- [Task description]
Update the rows starting at the line that contains "wood plank flooring." and ending at the last row: replace "ceiling air vent" with "ceiling fan" and change nothing else. Return only those lines.

- [Extracted information]
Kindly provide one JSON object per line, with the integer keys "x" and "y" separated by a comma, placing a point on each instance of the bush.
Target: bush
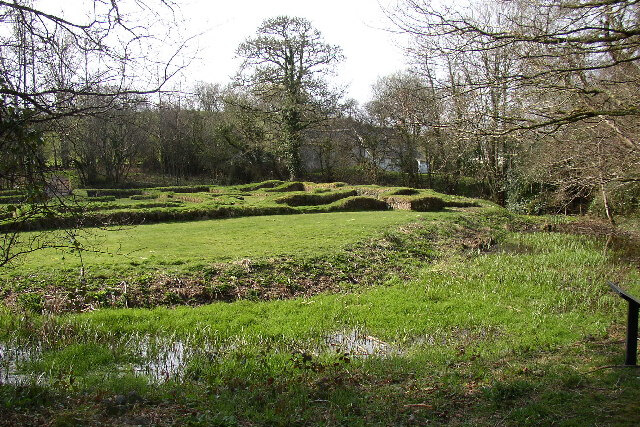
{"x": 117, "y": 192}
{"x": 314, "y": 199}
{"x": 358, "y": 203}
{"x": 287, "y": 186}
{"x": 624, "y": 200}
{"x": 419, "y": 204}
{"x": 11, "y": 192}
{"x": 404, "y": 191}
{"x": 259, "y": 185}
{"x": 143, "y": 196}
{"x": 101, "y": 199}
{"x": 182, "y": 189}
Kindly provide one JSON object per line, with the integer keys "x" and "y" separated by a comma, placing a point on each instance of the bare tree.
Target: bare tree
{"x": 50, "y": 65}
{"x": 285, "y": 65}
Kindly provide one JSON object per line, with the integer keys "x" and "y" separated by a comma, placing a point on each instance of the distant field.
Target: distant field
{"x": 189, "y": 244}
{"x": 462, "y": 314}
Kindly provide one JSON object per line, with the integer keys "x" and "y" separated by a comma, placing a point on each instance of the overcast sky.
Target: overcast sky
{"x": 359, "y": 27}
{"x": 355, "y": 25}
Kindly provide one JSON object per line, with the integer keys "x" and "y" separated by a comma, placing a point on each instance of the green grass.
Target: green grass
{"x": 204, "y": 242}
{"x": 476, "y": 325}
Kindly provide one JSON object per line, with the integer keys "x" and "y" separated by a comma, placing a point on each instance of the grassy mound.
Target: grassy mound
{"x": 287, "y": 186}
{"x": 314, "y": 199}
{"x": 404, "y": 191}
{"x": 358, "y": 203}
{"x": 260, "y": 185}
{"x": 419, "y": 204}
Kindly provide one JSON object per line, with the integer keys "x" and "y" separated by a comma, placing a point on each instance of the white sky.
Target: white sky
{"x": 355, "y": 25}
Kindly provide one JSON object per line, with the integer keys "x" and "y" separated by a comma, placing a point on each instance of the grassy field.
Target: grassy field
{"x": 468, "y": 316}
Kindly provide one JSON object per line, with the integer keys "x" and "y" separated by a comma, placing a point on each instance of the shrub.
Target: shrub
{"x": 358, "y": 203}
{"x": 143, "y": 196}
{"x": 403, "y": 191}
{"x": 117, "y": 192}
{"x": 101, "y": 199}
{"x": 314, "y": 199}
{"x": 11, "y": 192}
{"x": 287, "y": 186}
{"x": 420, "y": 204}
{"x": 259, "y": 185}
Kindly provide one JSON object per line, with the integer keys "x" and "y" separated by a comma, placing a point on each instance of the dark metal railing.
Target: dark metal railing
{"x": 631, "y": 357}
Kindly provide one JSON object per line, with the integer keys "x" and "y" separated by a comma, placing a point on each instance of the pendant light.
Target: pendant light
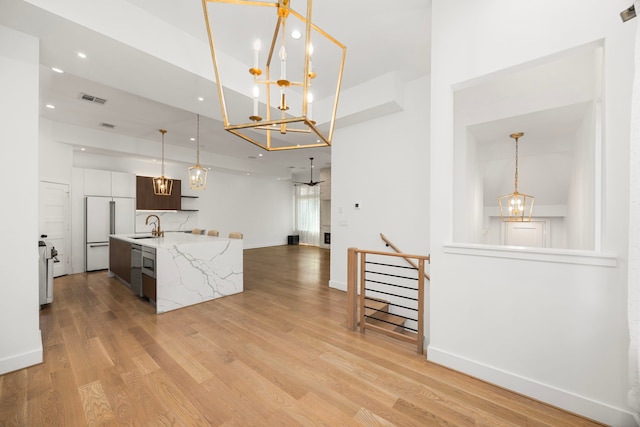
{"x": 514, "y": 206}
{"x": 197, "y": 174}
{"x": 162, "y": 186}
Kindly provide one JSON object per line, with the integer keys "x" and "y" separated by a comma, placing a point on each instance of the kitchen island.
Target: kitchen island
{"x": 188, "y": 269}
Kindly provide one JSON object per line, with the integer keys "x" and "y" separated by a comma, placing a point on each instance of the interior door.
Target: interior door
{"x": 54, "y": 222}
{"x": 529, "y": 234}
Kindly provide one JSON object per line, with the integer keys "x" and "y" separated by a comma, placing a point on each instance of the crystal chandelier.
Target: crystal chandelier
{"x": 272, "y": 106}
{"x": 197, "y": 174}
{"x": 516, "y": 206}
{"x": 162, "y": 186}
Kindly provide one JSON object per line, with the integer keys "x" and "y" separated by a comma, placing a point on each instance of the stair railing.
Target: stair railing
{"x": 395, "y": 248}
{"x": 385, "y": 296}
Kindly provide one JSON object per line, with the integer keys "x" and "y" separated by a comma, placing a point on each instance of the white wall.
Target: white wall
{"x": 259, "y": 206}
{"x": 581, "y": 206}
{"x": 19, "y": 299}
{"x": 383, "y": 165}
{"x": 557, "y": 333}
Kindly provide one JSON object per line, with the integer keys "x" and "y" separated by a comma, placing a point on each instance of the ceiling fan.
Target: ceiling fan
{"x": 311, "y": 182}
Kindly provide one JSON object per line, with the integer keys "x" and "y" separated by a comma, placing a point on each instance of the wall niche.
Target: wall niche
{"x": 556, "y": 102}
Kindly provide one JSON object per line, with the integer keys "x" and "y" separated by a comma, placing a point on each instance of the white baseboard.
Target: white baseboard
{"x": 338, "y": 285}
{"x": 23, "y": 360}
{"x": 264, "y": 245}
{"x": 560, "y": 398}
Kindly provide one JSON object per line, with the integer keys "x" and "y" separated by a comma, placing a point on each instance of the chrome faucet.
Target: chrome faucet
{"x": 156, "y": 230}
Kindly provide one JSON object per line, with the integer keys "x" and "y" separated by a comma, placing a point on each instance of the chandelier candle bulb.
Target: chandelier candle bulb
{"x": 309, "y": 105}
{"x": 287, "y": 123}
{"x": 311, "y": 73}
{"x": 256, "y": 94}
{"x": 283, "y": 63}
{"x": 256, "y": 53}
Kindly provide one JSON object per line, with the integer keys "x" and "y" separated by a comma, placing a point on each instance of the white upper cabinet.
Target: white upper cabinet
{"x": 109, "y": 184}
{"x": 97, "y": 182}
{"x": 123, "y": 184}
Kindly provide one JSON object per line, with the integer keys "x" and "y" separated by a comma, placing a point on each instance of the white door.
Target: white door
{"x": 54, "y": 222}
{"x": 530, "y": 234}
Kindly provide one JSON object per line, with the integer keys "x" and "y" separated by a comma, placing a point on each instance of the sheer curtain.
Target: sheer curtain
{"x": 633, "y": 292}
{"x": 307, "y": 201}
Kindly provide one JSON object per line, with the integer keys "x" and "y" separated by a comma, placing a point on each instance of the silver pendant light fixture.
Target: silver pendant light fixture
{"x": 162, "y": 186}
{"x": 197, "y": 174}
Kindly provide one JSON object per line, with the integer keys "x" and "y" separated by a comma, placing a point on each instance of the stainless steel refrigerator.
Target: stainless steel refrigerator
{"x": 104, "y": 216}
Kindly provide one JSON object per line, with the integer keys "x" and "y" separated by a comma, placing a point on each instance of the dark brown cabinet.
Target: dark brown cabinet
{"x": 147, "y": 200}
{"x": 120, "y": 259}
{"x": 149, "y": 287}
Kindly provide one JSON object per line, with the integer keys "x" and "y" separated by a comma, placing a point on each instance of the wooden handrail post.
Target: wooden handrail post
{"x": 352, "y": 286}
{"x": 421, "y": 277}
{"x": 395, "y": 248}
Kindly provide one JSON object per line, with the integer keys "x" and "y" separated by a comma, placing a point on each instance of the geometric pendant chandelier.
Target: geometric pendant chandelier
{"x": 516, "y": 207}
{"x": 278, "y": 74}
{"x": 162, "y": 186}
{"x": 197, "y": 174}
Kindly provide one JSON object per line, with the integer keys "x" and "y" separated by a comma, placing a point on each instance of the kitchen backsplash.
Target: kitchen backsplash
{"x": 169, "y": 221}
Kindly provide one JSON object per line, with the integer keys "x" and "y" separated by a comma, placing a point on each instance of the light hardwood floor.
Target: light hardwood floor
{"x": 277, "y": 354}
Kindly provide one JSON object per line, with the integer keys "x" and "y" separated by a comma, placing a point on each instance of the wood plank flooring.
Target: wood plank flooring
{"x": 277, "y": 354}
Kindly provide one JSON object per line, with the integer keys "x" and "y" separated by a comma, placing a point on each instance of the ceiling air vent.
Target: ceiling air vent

- [Output below]
Kindly provide one JSON object per line, with the integer keys "x" and "y" separated by a comma, placing a point on each instance of the wood plank flooring.
Target: wood plank flooring
{"x": 277, "y": 354}
Kindly provide one JSON object per line, with the integer keys "x" and "y" separated by a comma, placing a point on each instance of the ceiling fan.
Target: ceiling fan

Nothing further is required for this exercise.